══ Given text
On the Artificial Analysis leaderboard, the model reaches an Elo score of 1,211 and is rated as offering a particularly strong price-to-quality ratio. In overall quality, it ranks ahead of ElevenLabs v3 and just behind Inworld 1.5 Max.

Image: Google
Image: Google

Gemini 3.1 Flash TTS includes a free tier, where Google may use the data for product improvement. In the paid tier, text input costs $1.00 per million tokens and audio output costs $20.00 per million tokens. In batch mode, pricing drops to $0.50 per million tokens for text input and $10.00 per million tokens for audio output. With the paid tier, data is not used for product improvement.

Gemini 3.1 Flash TTS is available now in preview through the Gemini API, Vertex AI for enterprise customers, and Google Vids for Workspace users. It can also be tested for free in Google AI Studio. All generated audio files are marked with Google’s SynthID watermark to help identify AI-generated content.

Google is positioning Gemini 3.1 Flash TTS as a strong developer-focused alternative in the AI voice market by combining expressive output, controllable speech parameters, and aggressive pricing. Its multilingual support, multi-speaker capability, and built-in watermarking make it especially relevant for scalable enterprise and media workflows.
════
What this task involves
Copy the stretch of the Gemini 3.1 Flash TTS text from "On the Artificial" through "used for product improvement." verbatim.
══ Data provided
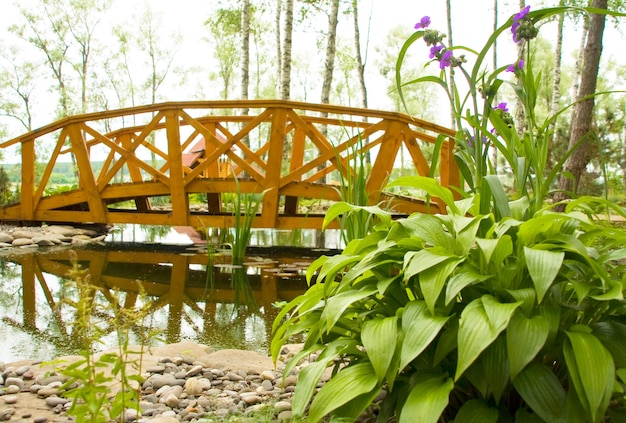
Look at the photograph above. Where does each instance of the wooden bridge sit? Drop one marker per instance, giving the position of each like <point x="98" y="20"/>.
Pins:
<point x="129" y="160"/>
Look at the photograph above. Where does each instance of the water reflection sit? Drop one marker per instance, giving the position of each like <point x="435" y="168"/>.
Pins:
<point x="188" y="293"/>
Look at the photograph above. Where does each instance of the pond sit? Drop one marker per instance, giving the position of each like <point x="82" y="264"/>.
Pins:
<point x="183" y="286"/>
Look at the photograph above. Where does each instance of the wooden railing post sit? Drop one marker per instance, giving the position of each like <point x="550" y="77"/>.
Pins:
<point x="180" y="201"/>
<point x="274" y="168"/>
<point x="87" y="181"/>
<point x="27" y="201"/>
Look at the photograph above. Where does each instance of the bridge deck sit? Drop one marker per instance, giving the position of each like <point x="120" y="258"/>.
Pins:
<point x="294" y="154"/>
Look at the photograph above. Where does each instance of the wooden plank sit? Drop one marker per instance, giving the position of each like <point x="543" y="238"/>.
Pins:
<point x="180" y="200"/>
<point x="297" y="159"/>
<point x="274" y="167"/>
<point x="27" y="200"/>
<point x="87" y="181"/>
<point x="385" y="159"/>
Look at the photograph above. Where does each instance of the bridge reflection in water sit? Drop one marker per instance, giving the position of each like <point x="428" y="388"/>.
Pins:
<point x="188" y="294"/>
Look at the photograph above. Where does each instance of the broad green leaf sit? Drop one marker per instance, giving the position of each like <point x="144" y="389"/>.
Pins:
<point x="591" y="370"/>
<point x="347" y="384"/>
<point x="416" y="262"/>
<point x="613" y="337"/>
<point x="427" y="400"/>
<point x="465" y="276"/>
<point x="525" y="337"/>
<point x="336" y="305"/>
<point x="496" y="367"/>
<point x="334" y="265"/>
<point x="428" y="228"/>
<point x="476" y="411"/>
<point x="542" y="391"/>
<point x="527" y="296"/>
<point x="309" y="376"/>
<point x="420" y="327"/>
<point x="430" y="186"/>
<point x="379" y="338"/>
<point x="432" y="281"/>
<point x="616" y="292"/>
<point x="498" y="248"/>
<point x="543" y="267"/>
<point x="481" y="322"/>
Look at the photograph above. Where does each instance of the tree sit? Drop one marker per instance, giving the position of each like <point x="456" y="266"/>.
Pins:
<point x="581" y="129"/>
<point x="331" y="43"/>
<point x="360" y="60"/>
<point x="18" y="79"/>
<point x="225" y="28"/>
<point x="245" y="49"/>
<point x="285" y="59"/>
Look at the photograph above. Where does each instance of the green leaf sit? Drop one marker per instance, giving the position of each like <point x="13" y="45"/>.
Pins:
<point x="309" y="376"/>
<point x="379" y="338"/>
<point x="591" y="370"/>
<point x="430" y="186"/>
<point x="481" y="322"/>
<point x="465" y="276"/>
<point x="432" y="281"/>
<point x="476" y="411"/>
<point x="496" y="365"/>
<point x="613" y="337"/>
<point x="500" y="199"/>
<point x="525" y="337"/>
<point x="337" y="304"/>
<point x="416" y="262"/>
<point x="542" y="391"/>
<point x="427" y="399"/>
<point x="543" y="267"/>
<point x="420" y="327"/>
<point x="347" y="384"/>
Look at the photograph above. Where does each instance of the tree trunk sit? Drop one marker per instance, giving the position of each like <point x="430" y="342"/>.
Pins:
<point x="329" y="64"/>
<point x="583" y="111"/>
<point x="285" y="86"/>
<point x="556" y="85"/>
<point x="279" y="54"/>
<point x="360" y="63"/>
<point x="245" y="49"/>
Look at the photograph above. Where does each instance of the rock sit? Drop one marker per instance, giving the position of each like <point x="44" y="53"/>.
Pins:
<point x="55" y="401"/>
<point x="10" y="399"/>
<point x="14" y="381"/>
<point x="12" y="389"/>
<point x="20" y="242"/>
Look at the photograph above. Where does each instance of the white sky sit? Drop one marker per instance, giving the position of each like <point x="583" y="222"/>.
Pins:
<point x="472" y="24"/>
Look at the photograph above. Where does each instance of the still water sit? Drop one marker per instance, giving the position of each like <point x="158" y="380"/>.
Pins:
<point x="180" y="282"/>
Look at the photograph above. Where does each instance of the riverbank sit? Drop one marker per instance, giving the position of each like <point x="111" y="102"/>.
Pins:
<point x="182" y="382"/>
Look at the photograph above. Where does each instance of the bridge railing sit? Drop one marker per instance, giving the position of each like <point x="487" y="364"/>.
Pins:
<point x="284" y="149"/>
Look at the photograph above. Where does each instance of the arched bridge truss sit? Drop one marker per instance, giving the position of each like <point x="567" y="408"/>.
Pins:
<point x="127" y="161"/>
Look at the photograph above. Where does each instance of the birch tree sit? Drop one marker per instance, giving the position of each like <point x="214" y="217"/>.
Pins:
<point x="582" y="130"/>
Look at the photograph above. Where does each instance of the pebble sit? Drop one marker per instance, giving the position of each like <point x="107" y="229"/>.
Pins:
<point x="176" y="390"/>
<point x="10" y="399"/>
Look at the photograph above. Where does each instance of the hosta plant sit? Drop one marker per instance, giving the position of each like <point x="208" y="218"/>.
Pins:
<point x="464" y="317"/>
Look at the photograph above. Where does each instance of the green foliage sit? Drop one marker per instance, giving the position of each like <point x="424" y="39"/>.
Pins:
<point x="355" y="222"/>
<point x="102" y="386"/>
<point x="466" y="316"/>
<point x="484" y="125"/>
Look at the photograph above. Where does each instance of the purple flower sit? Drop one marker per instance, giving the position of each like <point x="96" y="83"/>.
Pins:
<point x="446" y="59"/>
<point x="434" y="50"/>
<point x="423" y="23"/>
<point x="515" y="66"/>
<point x="501" y="106"/>
<point x="522" y="14"/>
<point x="517" y="22"/>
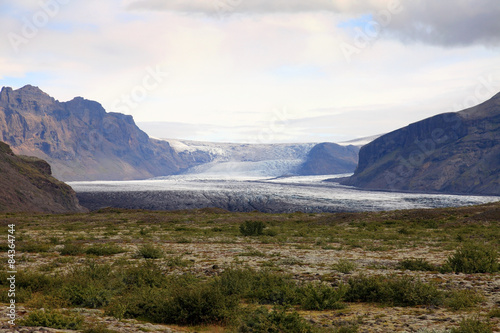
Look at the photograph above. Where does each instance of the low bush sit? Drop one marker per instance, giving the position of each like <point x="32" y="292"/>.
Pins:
<point x="393" y="290"/>
<point x="473" y="325"/>
<point x="90" y="285"/>
<point x="345" y="266"/>
<point x="98" y="328"/>
<point x="33" y="247"/>
<point x="474" y="258"/>
<point x="149" y="251"/>
<point x="192" y="304"/>
<point x="268" y="287"/>
<point x="417" y="265"/>
<point x="275" y="321"/>
<point x="319" y="297"/>
<point x="148" y="274"/>
<point x="463" y="299"/>
<point x="252" y="228"/>
<point x="71" y="249"/>
<point x="104" y="250"/>
<point x="53" y="319"/>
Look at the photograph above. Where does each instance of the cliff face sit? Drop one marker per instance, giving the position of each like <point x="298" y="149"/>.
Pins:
<point x="448" y="153"/>
<point x="27" y="186"/>
<point x="79" y="139"/>
<point x="329" y="159"/>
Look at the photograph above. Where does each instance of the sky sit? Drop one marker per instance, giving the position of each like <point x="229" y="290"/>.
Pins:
<point x="258" y="71"/>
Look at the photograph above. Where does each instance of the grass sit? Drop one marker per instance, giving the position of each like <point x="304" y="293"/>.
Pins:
<point x="199" y="268"/>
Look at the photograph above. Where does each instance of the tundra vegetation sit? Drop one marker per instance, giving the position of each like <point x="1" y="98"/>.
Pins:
<point x="210" y="270"/>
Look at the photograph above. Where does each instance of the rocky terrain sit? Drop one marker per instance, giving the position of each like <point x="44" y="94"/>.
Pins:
<point x="62" y="259"/>
<point x="79" y="139"/>
<point x="448" y="153"/>
<point x="27" y="186"/>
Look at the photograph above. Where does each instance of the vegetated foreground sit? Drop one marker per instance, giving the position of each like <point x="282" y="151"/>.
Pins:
<point x="213" y="271"/>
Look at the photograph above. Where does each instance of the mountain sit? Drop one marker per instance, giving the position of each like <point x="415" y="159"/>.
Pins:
<point x="457" y="152"/>
<point x="330" y="158"/>
<point x="265" y="160"/>
<point x="27" y="186"/>
<point x="360" y="142"/>
<point x="80" y="140"/>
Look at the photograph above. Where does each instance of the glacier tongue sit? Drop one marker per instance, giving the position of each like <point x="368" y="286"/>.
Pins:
<point x="268" y="168"/>
<point x="232" y="159"/>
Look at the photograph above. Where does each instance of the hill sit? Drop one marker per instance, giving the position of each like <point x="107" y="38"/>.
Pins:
<point x="456" y="152"/>
<point x="27" y="186"/>
<point x="79" y="139"/>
════
Answer
On the Artificial Analysis leaderboard, the model reaches an Elo score of 1,211 and is rated as offering a particularly strong price-to-quality ratio. In overall quality, it ranks ahead of ElevenLabs v3 and just behind Inworld 1.5 Max.

Image: Google
Image: Google

Gemini 3.1 Flash TTS includes a free tier, where Google may use the data for product improvement. In the paid tier, text input costs $1.00 per million tokens and audio output costs $20.00 per million tokens. In batch mode, pricing drops to $0.50 per million tokens for text input and $10.00 per million tokens for audio output. With the paid tier, data is not used for product improvement.